40 degrees and heavily misting here in Boston, MA. Towed my kid to daycare in the trailer, dropped him off, and then zipped along the river to work here in the Financial District. Door to door is somewhere around 4ish miles I would guess but on my commuter/fixed gear/panniered/tow machine I'm not aiming to set any land speed records. Foul(er) weather is forecasted for tomorrow - hopefully it holds off for the return trip tonight.


----------



## bigrider (Jun 27, 2002)

mass_biker said:


> 40 degrees and heavily misting here in Boston, MA. Towed my kid to daycare in the trailer, dropped him off, and then zipped along the river to work here in the Financial District. Door to door is somewhere around 4ish miles I would guess but on my commuter/fixed gear/panniered/tow machine I'm not aiming to set any land speed records. Foul(er) weather is forecasted for tomorrow - hopefully it holds off for the return trip tonight.



Do you leave the trailer at the daycare? Which side of the river do you live on? Do you ride paths, roads, or combinations?


----------



## Sledgehammer03 (Mar 7, 2006)

Clear and crisp this morning. I started 10 minutes late, and rode slowly the whole way, but guests are coming into twn, so it was ride today, or wait until next week. My feet are still cold, but it was still better than driving.


----------



## team_sheepshead (Jan 17, 2003)

And what kind of trailer are you haulin'? What do you do during bad weather? Do you take the kid in the cold or rain? I'm probably going to copy your process when my daughter starts preschool in the fall. Tow her to school, lock the trailer and ride to work.



mass_biker said:


> 40 degrees and heavily misting here in Boston, MA. Towed my kid to daycare in the trailer, dropped him off, and then zipped along the river to work here in the Financial District. Door to door is somewhere around 4ish miles I would guess but on my commuter/fixed gear/panniered/tow machine I'm not aiming to set any land speed records. Foul(er) weather is forecasted for tomorrow - hopefully it holds off for the return trip tonight.


----------



## JCavilia (Sep 12, 2005)

*Nice*

Low 40's here in Hartford, cloudy and little wind (been a lot of wind lately). Expecting upper 50's this afternoon, but rain tomorrow, so I'll be back on the heavier fendered bike. It's been fun zipping along on the stripped-down fixie this week. Makes it easier to pretend I'm fast (I know I'm not).


----------



## bigbill (Feb 15, 2005)

63 degrees in Ewa Beach, HI this morning, light NNE winds, no car issues heading to the MUT, no ice heads sleeping on the MUT, joggers stayed to the right, and now I am showered and having my morning coffee. It is 0555 here.

■ EXTRACTED MATERIAL
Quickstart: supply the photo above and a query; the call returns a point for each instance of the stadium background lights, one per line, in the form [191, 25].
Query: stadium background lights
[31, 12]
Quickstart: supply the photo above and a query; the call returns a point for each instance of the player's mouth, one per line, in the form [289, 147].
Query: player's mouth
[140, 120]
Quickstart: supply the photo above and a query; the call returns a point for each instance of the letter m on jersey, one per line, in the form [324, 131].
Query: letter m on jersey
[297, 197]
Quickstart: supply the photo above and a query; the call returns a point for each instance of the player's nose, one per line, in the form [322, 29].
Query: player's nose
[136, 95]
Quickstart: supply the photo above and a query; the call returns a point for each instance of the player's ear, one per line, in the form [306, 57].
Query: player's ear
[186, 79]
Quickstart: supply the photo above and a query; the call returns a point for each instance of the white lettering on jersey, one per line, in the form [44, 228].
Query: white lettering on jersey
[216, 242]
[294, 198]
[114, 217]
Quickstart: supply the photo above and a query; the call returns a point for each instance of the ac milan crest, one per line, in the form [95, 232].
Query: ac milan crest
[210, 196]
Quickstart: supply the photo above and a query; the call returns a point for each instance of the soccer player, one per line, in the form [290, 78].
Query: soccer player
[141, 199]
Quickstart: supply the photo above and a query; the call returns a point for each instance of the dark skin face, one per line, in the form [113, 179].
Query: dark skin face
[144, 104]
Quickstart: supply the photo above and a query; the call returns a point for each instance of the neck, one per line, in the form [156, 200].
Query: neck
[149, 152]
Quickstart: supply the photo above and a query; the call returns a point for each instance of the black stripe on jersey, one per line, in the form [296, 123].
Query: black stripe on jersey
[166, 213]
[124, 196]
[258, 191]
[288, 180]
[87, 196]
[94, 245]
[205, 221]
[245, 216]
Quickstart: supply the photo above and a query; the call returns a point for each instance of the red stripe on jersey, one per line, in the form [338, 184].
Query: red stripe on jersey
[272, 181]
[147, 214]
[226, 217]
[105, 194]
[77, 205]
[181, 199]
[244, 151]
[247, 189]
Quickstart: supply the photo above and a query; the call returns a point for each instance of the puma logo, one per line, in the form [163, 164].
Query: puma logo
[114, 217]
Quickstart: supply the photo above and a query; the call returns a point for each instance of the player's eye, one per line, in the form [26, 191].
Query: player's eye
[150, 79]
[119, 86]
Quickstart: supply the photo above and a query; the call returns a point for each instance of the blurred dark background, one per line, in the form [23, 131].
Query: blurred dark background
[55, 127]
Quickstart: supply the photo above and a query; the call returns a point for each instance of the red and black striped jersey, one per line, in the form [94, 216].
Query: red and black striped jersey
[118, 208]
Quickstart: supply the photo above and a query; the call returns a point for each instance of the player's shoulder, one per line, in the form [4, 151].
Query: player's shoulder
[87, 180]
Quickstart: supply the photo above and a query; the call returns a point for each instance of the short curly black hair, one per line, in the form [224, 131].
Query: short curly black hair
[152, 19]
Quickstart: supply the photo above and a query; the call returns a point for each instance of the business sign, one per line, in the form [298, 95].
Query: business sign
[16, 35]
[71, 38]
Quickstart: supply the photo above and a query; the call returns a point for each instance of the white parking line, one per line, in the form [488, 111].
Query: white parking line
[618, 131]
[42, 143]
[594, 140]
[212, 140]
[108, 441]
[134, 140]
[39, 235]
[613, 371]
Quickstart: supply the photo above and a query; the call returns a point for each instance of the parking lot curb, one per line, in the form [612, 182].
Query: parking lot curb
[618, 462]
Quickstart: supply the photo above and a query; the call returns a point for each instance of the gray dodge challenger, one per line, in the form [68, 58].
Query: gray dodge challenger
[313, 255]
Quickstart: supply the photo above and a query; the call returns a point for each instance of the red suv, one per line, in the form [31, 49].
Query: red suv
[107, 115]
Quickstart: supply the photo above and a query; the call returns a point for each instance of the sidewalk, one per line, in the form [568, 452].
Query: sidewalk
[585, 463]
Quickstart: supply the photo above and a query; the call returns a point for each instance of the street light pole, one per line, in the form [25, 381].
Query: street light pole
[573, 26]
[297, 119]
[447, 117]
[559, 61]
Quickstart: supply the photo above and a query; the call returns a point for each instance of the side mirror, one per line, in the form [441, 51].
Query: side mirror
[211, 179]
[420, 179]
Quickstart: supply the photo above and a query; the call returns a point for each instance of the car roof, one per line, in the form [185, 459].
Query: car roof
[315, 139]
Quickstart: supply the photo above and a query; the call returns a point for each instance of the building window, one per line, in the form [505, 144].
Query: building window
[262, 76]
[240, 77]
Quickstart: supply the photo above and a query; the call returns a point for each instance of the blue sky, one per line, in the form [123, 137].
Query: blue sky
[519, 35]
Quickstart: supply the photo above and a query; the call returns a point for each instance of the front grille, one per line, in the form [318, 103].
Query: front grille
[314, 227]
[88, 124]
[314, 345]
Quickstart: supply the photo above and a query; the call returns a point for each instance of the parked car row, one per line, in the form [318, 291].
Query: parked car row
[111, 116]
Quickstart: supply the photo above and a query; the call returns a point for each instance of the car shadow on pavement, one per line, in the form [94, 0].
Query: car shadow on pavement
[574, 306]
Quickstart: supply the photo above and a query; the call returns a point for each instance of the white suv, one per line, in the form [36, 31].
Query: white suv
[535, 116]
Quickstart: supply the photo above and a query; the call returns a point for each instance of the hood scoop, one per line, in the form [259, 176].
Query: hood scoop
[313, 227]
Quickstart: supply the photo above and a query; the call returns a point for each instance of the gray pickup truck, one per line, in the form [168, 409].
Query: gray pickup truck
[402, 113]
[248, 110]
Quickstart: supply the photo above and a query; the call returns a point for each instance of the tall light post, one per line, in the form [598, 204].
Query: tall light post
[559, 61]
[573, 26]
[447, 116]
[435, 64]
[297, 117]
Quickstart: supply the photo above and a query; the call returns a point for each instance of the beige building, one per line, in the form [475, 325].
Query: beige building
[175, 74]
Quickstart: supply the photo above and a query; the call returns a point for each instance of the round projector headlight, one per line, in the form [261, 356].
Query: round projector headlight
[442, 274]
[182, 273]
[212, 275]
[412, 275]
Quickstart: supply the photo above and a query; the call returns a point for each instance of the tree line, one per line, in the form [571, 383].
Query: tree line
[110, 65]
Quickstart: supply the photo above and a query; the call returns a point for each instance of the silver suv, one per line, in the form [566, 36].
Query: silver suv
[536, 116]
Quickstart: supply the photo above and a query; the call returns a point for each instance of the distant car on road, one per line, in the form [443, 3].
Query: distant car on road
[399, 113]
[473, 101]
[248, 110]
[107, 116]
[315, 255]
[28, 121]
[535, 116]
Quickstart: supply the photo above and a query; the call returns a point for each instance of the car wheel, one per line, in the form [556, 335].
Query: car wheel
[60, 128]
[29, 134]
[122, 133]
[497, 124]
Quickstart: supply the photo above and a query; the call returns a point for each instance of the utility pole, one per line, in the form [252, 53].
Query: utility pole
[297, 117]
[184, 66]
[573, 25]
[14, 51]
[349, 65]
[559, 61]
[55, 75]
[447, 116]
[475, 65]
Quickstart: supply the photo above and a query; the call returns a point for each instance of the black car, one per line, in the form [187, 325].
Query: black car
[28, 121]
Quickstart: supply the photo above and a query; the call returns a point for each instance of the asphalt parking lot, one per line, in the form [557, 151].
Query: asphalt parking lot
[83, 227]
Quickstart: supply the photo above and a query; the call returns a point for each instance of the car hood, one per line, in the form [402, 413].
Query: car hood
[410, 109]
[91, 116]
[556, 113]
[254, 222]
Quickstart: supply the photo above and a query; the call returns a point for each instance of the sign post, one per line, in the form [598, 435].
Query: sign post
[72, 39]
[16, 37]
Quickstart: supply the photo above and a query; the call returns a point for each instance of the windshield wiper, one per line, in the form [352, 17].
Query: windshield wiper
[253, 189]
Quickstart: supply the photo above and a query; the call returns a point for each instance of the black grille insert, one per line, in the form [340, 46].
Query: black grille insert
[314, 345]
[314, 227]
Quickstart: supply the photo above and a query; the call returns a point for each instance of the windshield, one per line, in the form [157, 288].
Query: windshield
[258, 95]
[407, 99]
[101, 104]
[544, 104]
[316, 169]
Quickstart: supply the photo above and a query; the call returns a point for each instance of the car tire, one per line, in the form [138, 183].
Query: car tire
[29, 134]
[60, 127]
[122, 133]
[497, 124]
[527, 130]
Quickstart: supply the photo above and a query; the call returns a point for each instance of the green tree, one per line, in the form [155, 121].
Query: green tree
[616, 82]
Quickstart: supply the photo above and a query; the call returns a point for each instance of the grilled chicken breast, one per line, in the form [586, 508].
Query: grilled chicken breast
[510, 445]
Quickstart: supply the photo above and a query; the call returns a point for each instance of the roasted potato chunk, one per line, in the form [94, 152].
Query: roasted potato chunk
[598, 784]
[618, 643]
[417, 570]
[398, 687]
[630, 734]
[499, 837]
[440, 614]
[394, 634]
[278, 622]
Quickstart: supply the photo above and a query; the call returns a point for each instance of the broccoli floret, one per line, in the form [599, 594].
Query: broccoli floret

■ SHORT EXERCISE
Pick up the forum thread on bike commuting in the morning weather after its final post, and write what comes next.

■ WRITTEN RESPONSE
----------



## YuriB (Mar 24, 2005)

65 degrees. sunrise. switched out 23s for 32 cross tires due to construction. much better. 
going for a ride at lunch.


----------



## wooglin (Feb 22, 2002)

Some tool yelled and honked at me while I was coming home for lunch. Very unusual. 

Good lunch though.


----------



## JAYS (Sep 19, 2005)

This moring was 42F and in SE WI we got about 2" of rain.
Completely soaked, I-pod died hands froze, but had a great smile on my face
when came into work.


----------



## ChilliConCarnage (Jun 1, 2006)

Seattle + no rain = unusual, but nice.

Plus, nobody honked or tried to kill me.

But it was cold and I underdressed.


----------



## sekaijin (Aug 22, 2006)

I love that this thread was created today. Thanks craigd. Funny because I enjoyed my commute today and came to RBR thinking about posting about it.

================

Great rainy day commute. Gotta say, now that I'm outfitted (beater rain bike with fenders, rain pants & anorak), riding in the rain is fun. High 40s, and I was getting overheated under the rain gear by the end of my 6 mile ride.

The earthworms were out in force crossing the paved parts of the bike trail. I felt bad for them, it was like Gallipoli.

Got to work a little late b/c I stopped and voted (state & local elections) on the way to work.


----------



## Chain (Dec 28, 2006)

team_sheepshead said:


> And what kind of trailer are you haulin'? What do you do during bad weather? Do you take the kid in the cold or rain? I'm probably going to copy your process when my daughter starts preschool in the fall. Tow her to school, lock the trailer and ride to work.
> 
> Quote:
> Originally Posted by mass_biker
> 40 degrees and heavily misting here in Boston, MA. Towed my kid to daycare in the trailer, dropped him off, and then zipped along the river to work here in the Financial District. Door to door is somewhere around 4ish miles I would guess but on my commuter/fixed gear/panniered/tow machine I'm not aiming to set any land speed records. Foul(er) weather is forecasted for tomorrow - hopefully it holds off for the return trip tonight..


My wife did a similar kiddie commute for 3 years to daycare. It's about a third of a mile to daycare from our house. Once our daughter was big enough she was strapped in the Burley and hauled to daycare. The Burley was locked to the bike racks at daycare and she continued on the 4 miles to work. In the afternoon I would cruiser bike up and get her and the Burley. We'd leave the keys and her helmet at daycare to make it easy. In cooler weather we just wrapped her in a blanket and off she went. Under the cover she was dry and warm. I think it was mid to low 40's before mom said she wouldn't ride, but the kid was fine.

Last summer she started riding her bike with training wheels up to daycare. It made it much easier to deal with. She also thought she was the cool kid being the only one riding a bike. Since then 2 or 3 other kids are riding or buggying to school. We seem to have started something.

This summer she's excited to be riding her bike without training wheels. Now we can go for longer rides on the way home.


----------



## Spinfinity (Feb 3, 2004)

*Foot only touched the ground 3 times.*

Rode to the gym, touch one. Worked out for 45 minutes, cleaned up, got back on the back. Got through the first tough traffic spot with my feet in the clips, but the 2nd tough spot got me. Rode the rest of the way with my feet in and stepped off at work.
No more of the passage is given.